Task goal: Using the data below, copy every line that contains the word "behind".

Data for processing:

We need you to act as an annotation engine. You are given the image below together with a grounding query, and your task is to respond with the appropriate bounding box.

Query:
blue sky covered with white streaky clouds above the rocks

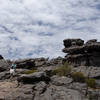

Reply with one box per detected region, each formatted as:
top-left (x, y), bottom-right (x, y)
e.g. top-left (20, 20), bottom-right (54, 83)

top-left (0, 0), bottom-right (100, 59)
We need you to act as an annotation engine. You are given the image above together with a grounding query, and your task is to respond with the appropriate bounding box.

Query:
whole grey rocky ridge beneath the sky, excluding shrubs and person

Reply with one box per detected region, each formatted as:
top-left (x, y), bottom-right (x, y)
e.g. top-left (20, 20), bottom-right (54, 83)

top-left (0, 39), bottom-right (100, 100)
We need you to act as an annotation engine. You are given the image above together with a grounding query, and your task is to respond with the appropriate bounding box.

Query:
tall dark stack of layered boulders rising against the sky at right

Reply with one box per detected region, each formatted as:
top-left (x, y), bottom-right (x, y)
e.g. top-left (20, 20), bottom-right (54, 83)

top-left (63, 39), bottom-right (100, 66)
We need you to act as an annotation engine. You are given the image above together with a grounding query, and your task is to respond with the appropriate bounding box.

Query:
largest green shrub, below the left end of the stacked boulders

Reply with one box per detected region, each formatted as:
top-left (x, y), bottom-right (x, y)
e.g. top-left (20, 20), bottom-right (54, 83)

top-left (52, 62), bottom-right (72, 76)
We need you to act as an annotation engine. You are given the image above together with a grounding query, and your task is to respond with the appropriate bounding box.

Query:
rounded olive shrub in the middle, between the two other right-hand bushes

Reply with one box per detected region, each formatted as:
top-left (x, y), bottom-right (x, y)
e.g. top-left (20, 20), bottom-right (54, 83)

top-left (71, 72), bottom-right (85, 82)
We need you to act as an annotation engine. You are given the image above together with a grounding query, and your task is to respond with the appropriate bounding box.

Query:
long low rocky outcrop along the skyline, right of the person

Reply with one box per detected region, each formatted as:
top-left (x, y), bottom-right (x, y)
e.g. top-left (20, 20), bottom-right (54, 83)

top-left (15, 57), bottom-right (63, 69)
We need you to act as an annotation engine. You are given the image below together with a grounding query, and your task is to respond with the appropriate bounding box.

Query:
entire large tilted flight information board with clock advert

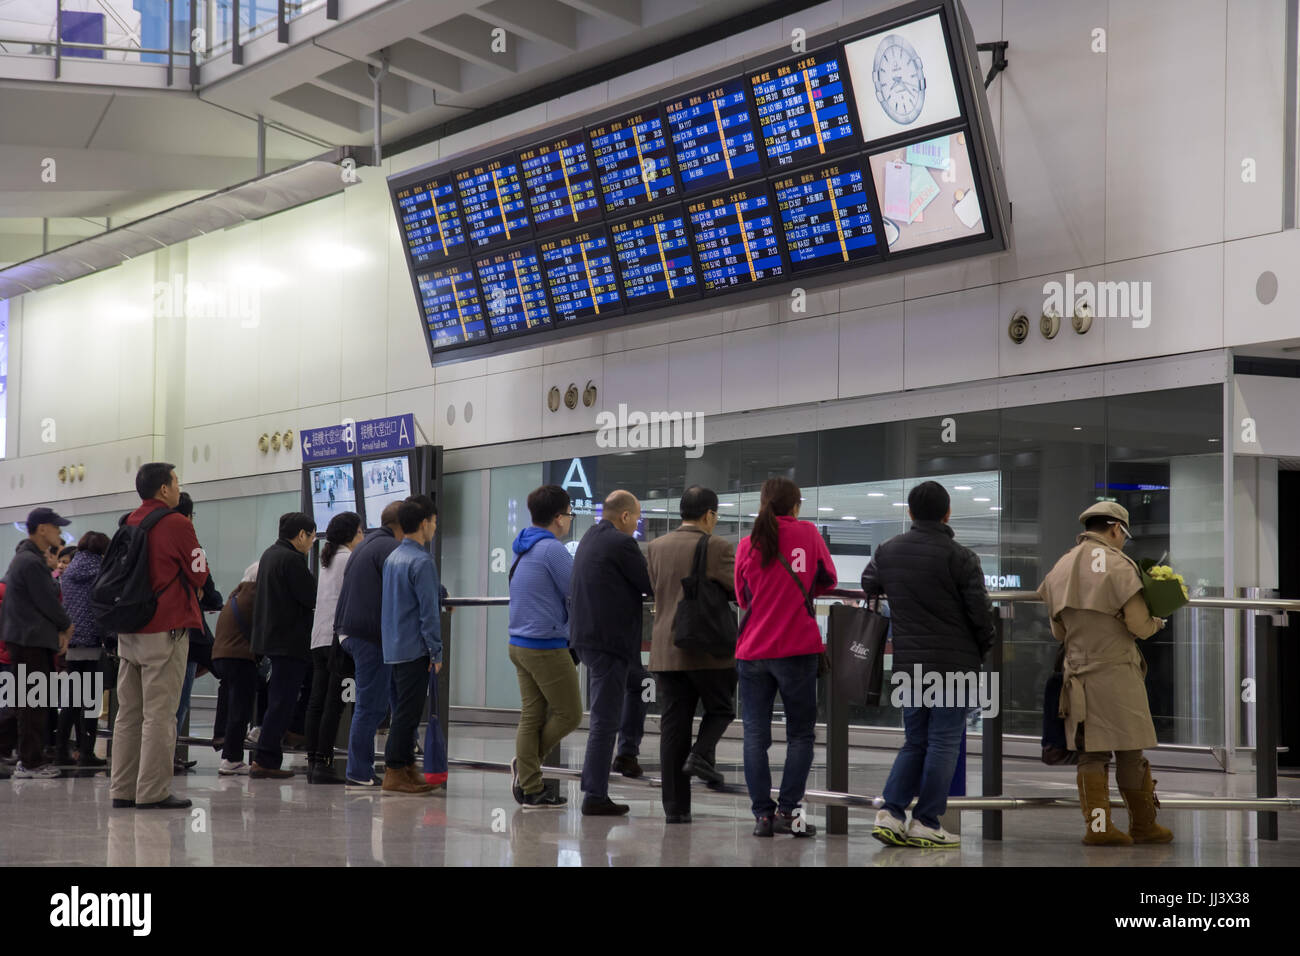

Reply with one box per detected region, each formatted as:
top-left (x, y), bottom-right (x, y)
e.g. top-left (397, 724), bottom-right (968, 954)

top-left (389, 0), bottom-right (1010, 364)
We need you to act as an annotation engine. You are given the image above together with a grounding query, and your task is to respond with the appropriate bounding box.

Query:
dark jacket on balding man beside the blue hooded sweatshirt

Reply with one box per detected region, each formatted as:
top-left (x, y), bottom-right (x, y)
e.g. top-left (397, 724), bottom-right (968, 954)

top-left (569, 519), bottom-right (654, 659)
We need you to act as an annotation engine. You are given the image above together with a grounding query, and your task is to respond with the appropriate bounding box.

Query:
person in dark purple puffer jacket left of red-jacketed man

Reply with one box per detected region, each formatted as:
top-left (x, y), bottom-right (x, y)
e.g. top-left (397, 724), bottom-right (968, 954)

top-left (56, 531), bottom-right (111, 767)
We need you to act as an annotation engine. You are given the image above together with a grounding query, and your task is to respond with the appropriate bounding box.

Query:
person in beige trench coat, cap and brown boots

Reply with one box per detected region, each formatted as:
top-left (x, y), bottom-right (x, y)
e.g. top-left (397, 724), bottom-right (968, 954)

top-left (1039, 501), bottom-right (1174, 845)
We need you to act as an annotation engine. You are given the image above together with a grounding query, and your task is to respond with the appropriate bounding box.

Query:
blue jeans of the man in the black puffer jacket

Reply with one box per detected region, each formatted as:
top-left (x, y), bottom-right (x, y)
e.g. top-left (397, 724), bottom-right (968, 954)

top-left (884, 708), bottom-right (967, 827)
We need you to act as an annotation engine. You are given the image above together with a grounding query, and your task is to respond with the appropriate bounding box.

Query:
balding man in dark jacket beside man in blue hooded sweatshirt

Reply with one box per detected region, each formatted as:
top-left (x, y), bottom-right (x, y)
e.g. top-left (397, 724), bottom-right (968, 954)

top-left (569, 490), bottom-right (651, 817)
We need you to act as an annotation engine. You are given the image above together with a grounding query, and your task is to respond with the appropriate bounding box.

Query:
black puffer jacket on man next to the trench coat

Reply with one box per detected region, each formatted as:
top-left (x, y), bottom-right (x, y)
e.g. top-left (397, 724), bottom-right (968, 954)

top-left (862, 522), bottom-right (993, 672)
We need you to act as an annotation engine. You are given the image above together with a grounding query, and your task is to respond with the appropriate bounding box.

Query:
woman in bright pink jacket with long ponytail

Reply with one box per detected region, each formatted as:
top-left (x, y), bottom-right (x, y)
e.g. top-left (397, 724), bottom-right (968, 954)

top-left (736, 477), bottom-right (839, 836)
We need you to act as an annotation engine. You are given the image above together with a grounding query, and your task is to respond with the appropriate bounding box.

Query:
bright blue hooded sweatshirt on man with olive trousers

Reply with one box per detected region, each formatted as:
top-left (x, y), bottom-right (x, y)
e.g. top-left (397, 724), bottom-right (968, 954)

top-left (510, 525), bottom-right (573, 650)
--
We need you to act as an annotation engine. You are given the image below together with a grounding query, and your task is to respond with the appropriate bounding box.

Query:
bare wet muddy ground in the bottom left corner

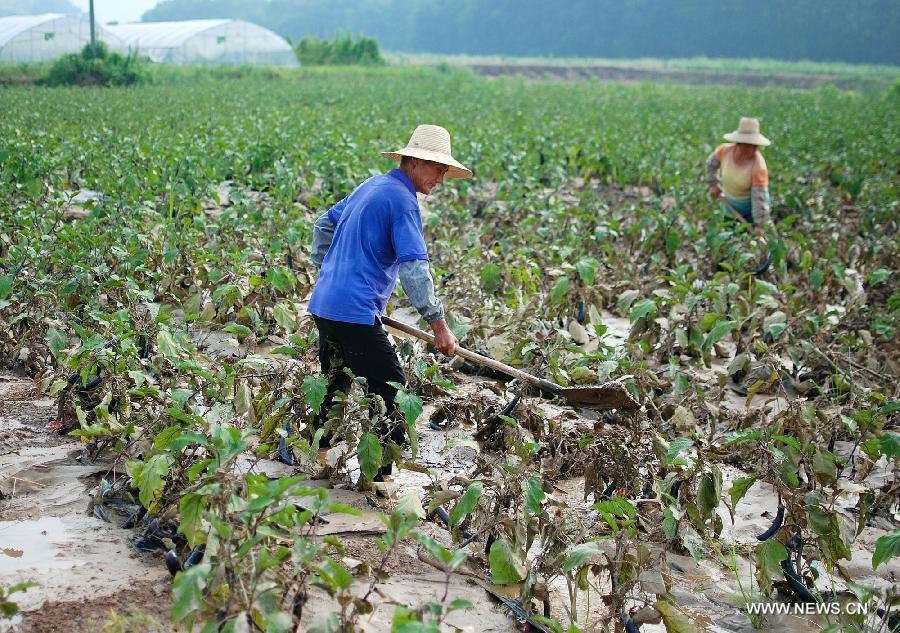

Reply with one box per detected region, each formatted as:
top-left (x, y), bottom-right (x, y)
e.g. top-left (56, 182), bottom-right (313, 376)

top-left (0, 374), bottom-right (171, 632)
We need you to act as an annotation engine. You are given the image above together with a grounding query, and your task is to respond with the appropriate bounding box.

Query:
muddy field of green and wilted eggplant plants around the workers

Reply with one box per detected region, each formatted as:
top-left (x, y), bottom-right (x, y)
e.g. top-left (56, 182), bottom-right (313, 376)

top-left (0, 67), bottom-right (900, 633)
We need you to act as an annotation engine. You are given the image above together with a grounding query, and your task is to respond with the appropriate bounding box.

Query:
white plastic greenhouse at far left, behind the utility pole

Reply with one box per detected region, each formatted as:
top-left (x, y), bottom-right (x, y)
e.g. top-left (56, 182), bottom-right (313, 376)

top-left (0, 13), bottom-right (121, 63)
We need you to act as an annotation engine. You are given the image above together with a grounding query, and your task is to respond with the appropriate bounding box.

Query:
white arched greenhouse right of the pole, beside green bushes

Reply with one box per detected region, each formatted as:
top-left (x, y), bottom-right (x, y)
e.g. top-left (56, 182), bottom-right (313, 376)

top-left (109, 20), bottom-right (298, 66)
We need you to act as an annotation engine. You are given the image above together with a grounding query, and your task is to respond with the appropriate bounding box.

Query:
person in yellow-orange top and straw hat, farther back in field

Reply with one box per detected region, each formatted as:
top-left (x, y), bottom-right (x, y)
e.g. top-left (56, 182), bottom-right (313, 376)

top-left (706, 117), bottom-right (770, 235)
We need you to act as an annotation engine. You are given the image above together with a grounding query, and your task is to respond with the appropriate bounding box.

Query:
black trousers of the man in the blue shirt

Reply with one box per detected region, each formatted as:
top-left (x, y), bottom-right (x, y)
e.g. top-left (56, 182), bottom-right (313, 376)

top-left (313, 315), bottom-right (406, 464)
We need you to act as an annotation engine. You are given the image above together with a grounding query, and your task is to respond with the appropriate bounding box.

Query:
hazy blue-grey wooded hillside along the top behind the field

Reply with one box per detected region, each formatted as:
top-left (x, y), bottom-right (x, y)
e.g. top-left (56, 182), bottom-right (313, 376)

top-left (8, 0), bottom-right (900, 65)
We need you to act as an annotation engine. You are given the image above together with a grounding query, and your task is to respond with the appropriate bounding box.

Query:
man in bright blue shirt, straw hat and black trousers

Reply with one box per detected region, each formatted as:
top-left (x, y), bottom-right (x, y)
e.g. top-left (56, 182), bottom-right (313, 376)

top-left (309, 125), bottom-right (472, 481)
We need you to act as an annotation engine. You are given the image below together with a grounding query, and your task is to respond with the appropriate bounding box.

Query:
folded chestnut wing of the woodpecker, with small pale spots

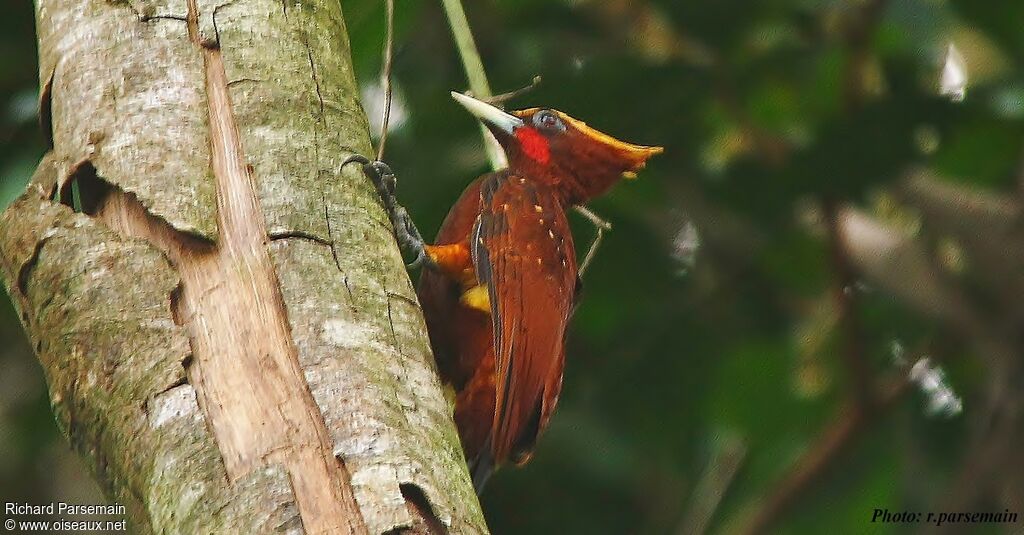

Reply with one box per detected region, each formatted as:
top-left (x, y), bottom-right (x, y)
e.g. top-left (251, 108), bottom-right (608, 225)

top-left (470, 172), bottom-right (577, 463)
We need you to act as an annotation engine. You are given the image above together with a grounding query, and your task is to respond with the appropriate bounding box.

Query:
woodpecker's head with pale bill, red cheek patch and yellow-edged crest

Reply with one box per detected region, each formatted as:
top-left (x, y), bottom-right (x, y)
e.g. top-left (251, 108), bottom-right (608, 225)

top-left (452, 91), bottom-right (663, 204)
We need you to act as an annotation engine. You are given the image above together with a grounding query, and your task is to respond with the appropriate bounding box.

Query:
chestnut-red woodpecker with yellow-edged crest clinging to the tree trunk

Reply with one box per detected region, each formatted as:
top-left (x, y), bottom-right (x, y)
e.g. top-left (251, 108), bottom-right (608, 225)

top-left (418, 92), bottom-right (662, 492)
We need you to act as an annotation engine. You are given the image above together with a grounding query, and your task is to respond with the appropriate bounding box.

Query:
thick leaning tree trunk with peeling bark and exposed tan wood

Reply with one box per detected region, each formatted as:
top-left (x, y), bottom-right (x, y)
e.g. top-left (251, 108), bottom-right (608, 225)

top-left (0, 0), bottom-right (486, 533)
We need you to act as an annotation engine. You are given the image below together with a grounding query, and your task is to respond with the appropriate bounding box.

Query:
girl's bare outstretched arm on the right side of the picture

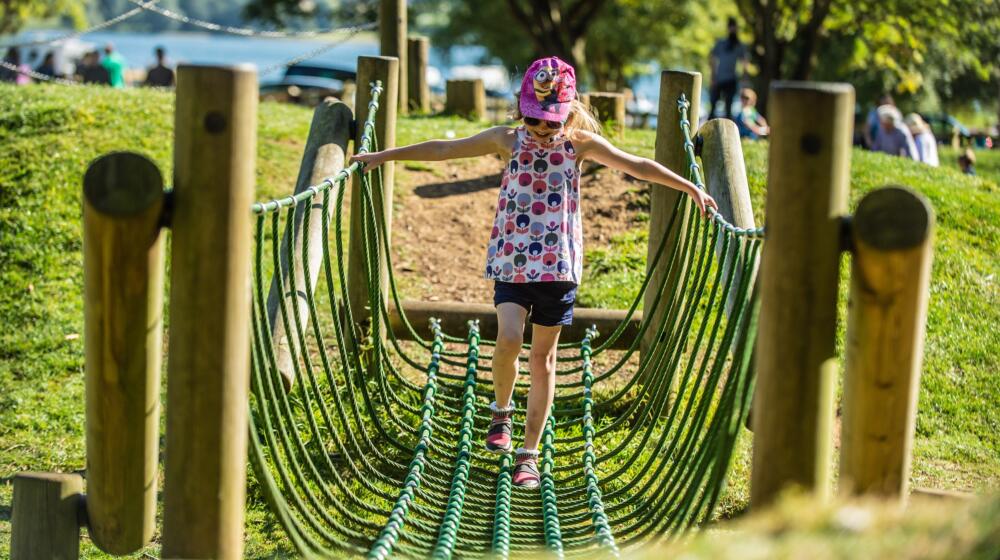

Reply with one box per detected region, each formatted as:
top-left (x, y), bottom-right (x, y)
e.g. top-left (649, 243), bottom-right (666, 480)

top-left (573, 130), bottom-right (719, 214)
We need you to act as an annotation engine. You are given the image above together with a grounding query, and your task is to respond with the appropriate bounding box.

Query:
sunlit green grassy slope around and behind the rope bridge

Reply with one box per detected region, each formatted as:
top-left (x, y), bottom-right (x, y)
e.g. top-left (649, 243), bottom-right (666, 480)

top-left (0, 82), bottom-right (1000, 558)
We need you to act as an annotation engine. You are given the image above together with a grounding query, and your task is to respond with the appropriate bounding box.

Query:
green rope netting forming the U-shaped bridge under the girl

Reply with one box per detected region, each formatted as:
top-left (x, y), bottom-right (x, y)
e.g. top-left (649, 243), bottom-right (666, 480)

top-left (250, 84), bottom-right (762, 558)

Solution to this exercise:
white plastic greenhouse at far left, behind the utility pole
hazy blue-grey wooded hillside along the top behind the field
sunlit green grassy slope around and behind the rope bridge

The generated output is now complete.